Question

how do i integrate ucos(u)?

Answer 1

i dont know how to integrate anything which is timed together, how do I?

I haven't done anything to do with int by parts yet

Answer 2

can i just do the integral of the u and the integral of the cos(u) and times them together?

Answer 3

integration by parts
do you know it?

Answer 4

no, doing it next lesson

Answer 5

so i don't need it for this homework that I am doing

Answer 6

and by the way\[\int f(x)g(x)dx\neq\int f(x)dx\cdot\int g(x)dx\]that is a criticalo thing to know

Answer 7

critical*

Answer 8

aaaawwww :(, thats simple though lol

Answer 9

but then we would never need u-substitutions now would we?
;)

Answer 10

life would be so mch easier for me if there was no need for the u substitutions at the moment lol

Answer 11

can the question be done without int by parts then?

> _What is being asked_:
Please transcribe the portion of the thread on integrating u cos(u) that opens with the words containing "life would be" and closes with "by parts then?".

Stored records:
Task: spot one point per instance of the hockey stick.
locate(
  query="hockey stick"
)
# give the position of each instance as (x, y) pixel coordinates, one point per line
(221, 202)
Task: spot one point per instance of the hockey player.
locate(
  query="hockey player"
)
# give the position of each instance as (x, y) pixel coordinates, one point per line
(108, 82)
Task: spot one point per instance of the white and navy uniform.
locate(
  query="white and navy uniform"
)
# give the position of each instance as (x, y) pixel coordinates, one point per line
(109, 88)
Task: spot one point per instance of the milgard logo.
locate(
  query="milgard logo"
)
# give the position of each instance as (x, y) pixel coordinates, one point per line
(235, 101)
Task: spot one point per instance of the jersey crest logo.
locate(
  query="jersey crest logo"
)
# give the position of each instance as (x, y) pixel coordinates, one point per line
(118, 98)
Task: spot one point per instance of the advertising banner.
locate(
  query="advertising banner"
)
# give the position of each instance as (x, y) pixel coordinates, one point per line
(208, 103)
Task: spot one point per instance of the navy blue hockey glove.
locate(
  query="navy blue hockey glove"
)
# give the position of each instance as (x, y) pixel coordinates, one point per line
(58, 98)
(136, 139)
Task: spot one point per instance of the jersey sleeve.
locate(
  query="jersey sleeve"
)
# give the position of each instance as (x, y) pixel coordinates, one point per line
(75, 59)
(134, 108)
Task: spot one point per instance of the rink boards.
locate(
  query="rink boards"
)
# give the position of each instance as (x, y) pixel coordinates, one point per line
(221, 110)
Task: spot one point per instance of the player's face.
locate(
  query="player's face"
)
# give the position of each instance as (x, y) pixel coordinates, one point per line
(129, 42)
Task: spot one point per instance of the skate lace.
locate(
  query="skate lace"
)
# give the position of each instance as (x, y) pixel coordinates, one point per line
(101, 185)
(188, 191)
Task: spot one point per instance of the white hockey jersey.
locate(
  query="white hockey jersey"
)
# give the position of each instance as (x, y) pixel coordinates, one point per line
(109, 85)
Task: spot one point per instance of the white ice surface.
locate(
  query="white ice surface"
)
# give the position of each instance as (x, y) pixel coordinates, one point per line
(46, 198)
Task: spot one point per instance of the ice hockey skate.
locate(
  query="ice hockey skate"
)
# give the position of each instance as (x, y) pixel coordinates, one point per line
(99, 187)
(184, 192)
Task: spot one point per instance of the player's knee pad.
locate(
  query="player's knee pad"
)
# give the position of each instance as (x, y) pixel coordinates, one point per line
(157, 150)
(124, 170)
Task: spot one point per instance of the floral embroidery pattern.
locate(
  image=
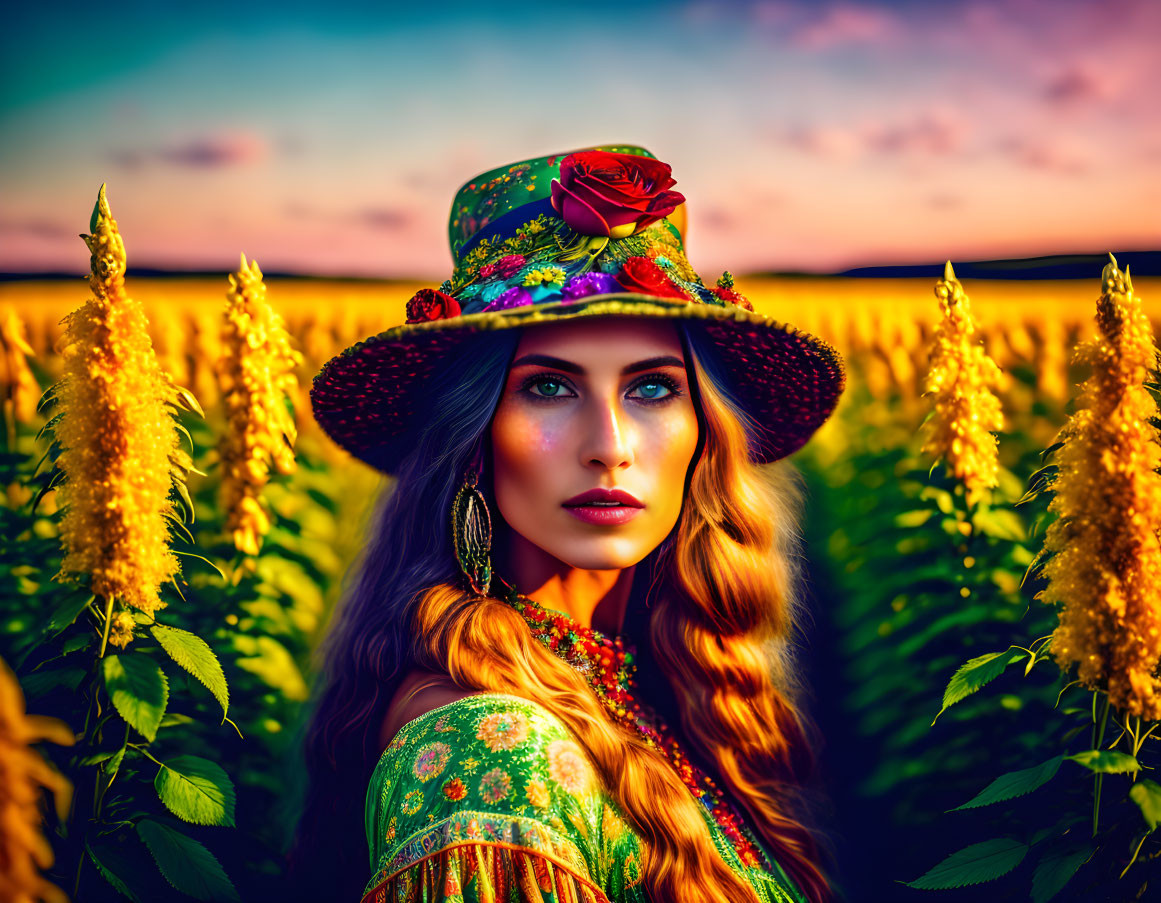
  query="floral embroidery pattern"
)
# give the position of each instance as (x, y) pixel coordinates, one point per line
(611, 824)
(495, 786)
(503, 730)
(538, 794)
(431, 760)
(454, 789)
(412, 802)
(567, 766)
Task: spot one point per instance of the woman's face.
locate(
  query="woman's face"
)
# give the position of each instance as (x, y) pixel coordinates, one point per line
(600, 403)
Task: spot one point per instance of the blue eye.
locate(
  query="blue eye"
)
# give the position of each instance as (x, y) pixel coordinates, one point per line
(545, 381)
(549, 389)
(655, 384)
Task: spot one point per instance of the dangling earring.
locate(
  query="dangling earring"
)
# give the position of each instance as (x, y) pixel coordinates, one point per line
(471, 529)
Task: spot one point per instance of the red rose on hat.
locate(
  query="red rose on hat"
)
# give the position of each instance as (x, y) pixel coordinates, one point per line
(643, 276)
(613, 194)
(428, 304)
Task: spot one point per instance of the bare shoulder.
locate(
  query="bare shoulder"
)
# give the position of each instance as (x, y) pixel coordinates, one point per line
(419, 692)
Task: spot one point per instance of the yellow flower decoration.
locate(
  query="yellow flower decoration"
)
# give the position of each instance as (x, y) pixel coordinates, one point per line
(117, 436)
(961, 377)
(545, 275)
(257, 374)
(121, 630)
(1105, 572)
(538, 793)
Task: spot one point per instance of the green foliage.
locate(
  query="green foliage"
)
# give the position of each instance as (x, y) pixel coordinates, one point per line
(194, 655)
(973, 865)
(1015, 784)
(196, 789)
(1147, 795)
(186, 864)
(138, 690)
(973, 674)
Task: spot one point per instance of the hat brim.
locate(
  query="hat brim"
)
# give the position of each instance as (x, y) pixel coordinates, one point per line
(368, 397)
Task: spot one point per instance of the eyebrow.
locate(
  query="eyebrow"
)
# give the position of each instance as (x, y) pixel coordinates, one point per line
(543, 360)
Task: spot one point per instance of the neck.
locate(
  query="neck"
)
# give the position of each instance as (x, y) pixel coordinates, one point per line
(596, 599)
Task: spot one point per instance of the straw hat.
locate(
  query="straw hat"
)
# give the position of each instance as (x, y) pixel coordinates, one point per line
(589, 233)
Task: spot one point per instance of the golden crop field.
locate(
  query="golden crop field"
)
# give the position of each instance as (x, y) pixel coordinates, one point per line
(929, 582)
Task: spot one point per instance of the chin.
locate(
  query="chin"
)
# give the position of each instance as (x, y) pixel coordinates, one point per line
(601, 555)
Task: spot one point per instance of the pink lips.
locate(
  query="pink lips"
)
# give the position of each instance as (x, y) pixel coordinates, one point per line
(582, 507)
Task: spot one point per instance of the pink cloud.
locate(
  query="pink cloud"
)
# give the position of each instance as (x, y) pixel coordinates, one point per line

> _Completed exercise_:
life would be so mch easier for me if there was no need for the u substitutions at the moment lol

Answer 11

can the question be done without int by parts then?